Perhaps there are those who will say it is a stretch, but for me the medal presentations last Monday night (Feb. 15) for the men’s moguls competition at the winter Olympics were steeped in symbolism. Most of the media attention was focused on the fact that Alexandre Bilodeau was the first Canadian to win Olympic gold on Canadian soil. He also knocked off the heavily-favored former gold medalist, Dale Begg-Smith, who had turned in one of his best performances. However, the fact that Begg-Smith and Bilodeau finished ahead of American bronze medalist Bryon Smith contained a hidden message that I doubt most Americans caught.

▸ **Dataset records**:
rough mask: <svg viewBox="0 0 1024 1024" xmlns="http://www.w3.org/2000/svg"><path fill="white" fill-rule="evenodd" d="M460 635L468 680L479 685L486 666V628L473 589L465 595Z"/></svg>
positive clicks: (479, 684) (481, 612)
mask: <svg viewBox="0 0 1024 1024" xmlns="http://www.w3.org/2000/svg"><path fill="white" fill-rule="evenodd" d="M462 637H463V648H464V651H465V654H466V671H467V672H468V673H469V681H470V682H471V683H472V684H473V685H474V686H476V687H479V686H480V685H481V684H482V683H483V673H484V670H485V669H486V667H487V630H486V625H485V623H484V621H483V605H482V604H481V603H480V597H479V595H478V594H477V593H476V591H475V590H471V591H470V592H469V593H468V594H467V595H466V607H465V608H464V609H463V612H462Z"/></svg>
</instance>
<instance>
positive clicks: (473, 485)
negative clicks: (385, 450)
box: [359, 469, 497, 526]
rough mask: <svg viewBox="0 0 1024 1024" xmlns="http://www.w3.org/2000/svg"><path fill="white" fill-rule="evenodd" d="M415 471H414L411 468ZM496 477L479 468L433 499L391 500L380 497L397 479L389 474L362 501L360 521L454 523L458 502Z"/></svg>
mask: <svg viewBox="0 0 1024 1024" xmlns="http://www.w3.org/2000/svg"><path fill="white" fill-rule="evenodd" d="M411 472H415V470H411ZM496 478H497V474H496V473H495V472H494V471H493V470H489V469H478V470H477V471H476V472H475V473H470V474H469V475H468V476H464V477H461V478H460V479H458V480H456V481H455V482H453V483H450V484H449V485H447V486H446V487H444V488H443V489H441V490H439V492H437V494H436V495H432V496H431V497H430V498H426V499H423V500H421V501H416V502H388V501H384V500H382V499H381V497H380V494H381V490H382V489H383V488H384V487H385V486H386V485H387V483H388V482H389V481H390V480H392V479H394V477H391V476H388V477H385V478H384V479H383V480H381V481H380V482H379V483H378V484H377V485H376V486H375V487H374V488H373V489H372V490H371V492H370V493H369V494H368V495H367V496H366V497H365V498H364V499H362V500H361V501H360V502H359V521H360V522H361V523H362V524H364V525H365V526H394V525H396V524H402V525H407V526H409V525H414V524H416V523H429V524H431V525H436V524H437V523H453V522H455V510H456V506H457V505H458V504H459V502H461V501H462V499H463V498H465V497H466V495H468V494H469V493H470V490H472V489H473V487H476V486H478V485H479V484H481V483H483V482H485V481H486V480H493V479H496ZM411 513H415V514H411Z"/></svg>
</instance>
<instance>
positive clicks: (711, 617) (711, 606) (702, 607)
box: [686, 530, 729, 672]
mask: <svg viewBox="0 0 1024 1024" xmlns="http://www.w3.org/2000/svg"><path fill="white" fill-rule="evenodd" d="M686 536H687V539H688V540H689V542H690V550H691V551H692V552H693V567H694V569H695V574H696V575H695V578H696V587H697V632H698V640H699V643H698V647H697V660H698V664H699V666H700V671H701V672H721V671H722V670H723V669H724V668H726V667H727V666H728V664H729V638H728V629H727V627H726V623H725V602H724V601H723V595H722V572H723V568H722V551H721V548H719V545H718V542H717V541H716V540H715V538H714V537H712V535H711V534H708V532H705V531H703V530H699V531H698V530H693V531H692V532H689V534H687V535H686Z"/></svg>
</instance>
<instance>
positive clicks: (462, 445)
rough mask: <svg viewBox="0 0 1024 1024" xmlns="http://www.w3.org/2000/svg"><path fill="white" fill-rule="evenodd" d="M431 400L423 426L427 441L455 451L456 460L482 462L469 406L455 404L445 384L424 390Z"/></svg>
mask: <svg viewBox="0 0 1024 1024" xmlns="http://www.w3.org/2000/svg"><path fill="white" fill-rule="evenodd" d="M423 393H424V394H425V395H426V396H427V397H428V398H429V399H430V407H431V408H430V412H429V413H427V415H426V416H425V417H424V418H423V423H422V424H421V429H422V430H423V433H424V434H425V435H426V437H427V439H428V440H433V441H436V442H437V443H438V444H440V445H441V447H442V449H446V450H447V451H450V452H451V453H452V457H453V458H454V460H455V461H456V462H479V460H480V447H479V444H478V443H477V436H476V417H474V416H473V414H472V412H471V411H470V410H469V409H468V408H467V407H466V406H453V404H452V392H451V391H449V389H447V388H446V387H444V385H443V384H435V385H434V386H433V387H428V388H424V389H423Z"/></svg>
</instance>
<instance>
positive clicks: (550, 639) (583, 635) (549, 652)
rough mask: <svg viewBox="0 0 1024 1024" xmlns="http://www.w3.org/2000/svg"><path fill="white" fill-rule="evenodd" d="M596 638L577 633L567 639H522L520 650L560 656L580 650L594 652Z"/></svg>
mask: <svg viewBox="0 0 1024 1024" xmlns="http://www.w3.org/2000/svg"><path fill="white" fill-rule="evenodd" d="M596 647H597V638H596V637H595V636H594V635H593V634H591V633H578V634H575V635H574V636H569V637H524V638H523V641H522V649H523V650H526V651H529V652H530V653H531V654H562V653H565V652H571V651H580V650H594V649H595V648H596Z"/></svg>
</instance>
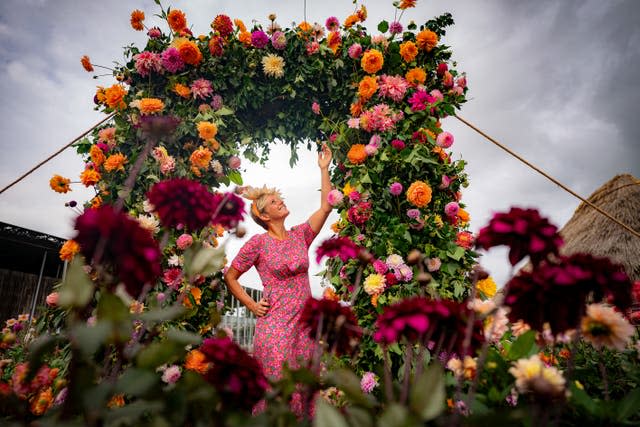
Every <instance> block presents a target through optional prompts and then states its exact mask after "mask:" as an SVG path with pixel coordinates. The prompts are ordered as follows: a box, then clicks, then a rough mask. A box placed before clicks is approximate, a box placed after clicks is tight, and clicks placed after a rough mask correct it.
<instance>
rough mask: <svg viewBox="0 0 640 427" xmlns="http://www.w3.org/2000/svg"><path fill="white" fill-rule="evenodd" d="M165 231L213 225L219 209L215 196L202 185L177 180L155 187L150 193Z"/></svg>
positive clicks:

▸ **Actions to take**:
1 – Please repeat the stretch of the Olympic moguls passage from "Perhaps there are" through "most Americans caught.", word for word.
2 – Pick up the Olympic moguls passage after its last sentence and continue writing it.

▸ **Results by task**:
1 –
Perhaps there are those who will say it is a stretch, but for me the medal presentations last Monday night (Feb. 15) for the men’s moguls competition at the winter Olympics were steeped in symbolism. Most of the media attention was focused on the fact that Alexandre Bilodeau was the first Canadian to win Olympic gold on Canadian soil. He also knocked off the heavily-favored former gold medalist, Dale Begg-Smith, who had turned in one of his best performances. However, the fact that Begg-Smith and Bilodeau finished ahead of American bronze medalist Bryon Smith contained a hidden message that I doubt most Americans caught.

2 –
Consider Begg-Smith’s story. As a teenager in Canada, he was not only a skiing phenomenon but a tech entrepreneur. His coaches told him that he was spending too much time on his business and not enough on skiing. Perhaps his coaches were simply skiing purists that insisted on a total commitment to the sport. On the other hand, perhaps they suffered from that epidemic philosophical disease that promotes contempt for all entrepreneurs and vilifies all who seek to profit from voluntary exchange – in other words to accumulate wealth by producing far more for their fellow human beings than they consume themselves. In any case, Begg-Smith and his brother/partner Jason decided to exercise their rights and vote with their feet. They moved to Australia where they could ski on their own terms and pursue their business interests as they saw fit.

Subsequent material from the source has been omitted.